COSA FARE:
Rispondi alle domande sul brano:
1. Quale quotidiano ha pubblicato la falsa notizia su Oxford?
2. Di quale termine parlano i gruppi anti-gay?
3. Secondo il quotidiano, chi avrebbe varato il codice di condotta?

BRANO:
L'endorsement del corriere della Sera alla bufala di Oxford che cancella il maschile e il femminile
È il Corriere della Sera ad aver pubblicato una falsa notizia che ha alimentato l'astio dei gruppi anti-gay, immediatamente pronti a parlare di una fantomatica «gaystapo» che impedirebbe a quei poveri "cristiani" di poter manifestare apertamente il proprio disprezzo contro la comunità lgbt.
In un articolo firmato da Paola De Carolis, il quotidiano sostiene che ad Oxford sia stato vietato di poter «dire lui o lei» e che il sindacato studentesco avrebbe varato «un codice di condotta che impone gli iscritti della più prestigiosa università del mondo di non usare "he" or "she" per non offendere i transgender».

ESTRATTI DEI RECORD:
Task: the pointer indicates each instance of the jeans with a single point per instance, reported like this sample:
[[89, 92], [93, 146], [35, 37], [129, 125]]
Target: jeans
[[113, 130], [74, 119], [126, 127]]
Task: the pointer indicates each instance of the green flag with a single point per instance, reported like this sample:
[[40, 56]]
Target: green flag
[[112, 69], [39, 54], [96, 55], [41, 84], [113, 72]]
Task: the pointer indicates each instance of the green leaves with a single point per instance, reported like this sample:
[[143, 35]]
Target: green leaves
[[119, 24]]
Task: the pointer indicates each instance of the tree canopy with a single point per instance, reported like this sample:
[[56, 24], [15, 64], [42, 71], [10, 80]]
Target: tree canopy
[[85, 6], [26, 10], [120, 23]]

==

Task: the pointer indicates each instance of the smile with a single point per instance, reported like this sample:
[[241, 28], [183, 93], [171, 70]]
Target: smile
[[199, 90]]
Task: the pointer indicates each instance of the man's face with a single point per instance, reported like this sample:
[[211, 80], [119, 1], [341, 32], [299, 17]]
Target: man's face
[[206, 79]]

...

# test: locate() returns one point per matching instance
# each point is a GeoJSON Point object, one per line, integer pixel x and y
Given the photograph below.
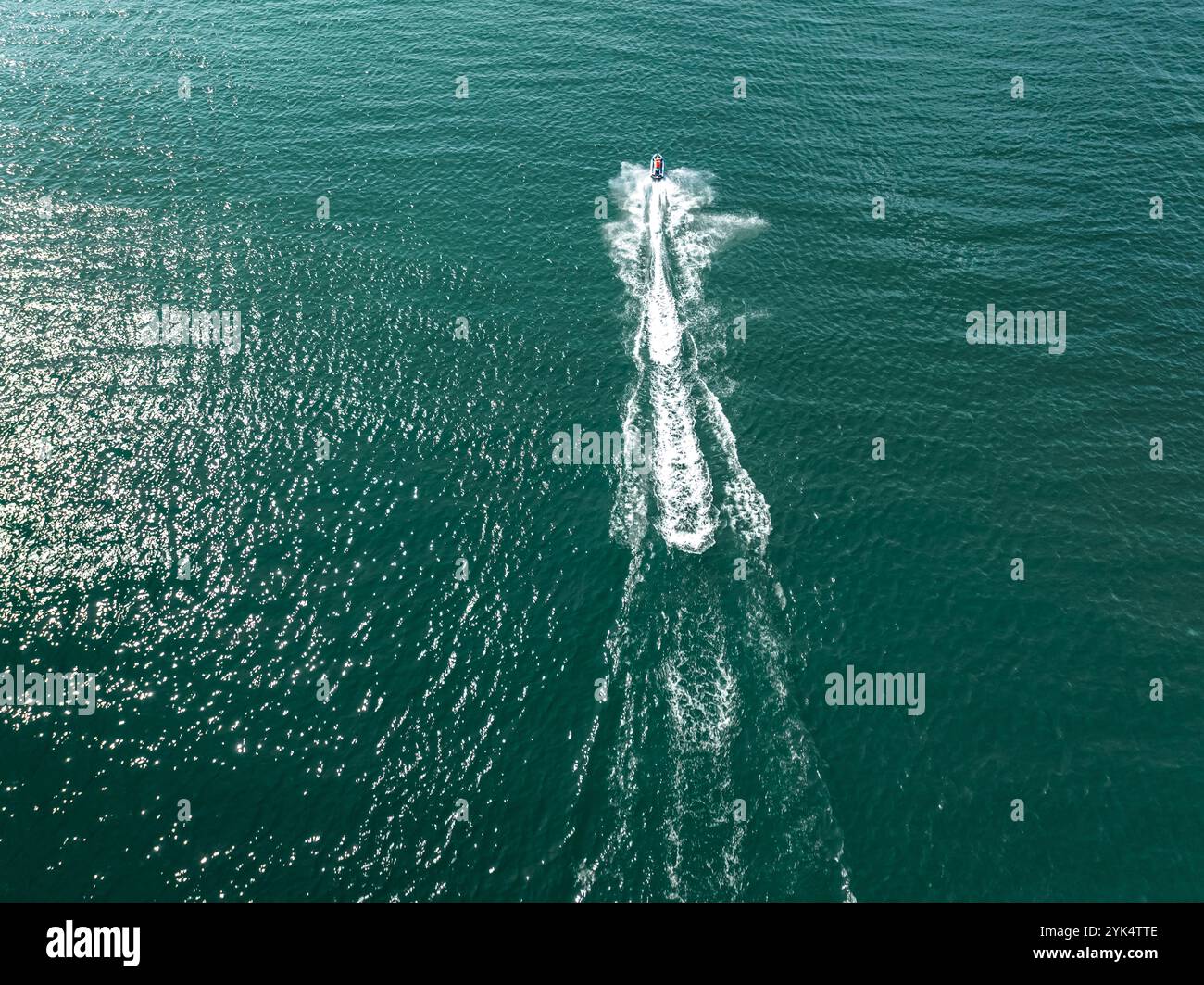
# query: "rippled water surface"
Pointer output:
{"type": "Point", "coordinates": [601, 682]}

SOLUZIONE:
1. Il Corriere della Sera.
2. «gaystapo».
3. Il sindacato studentesco.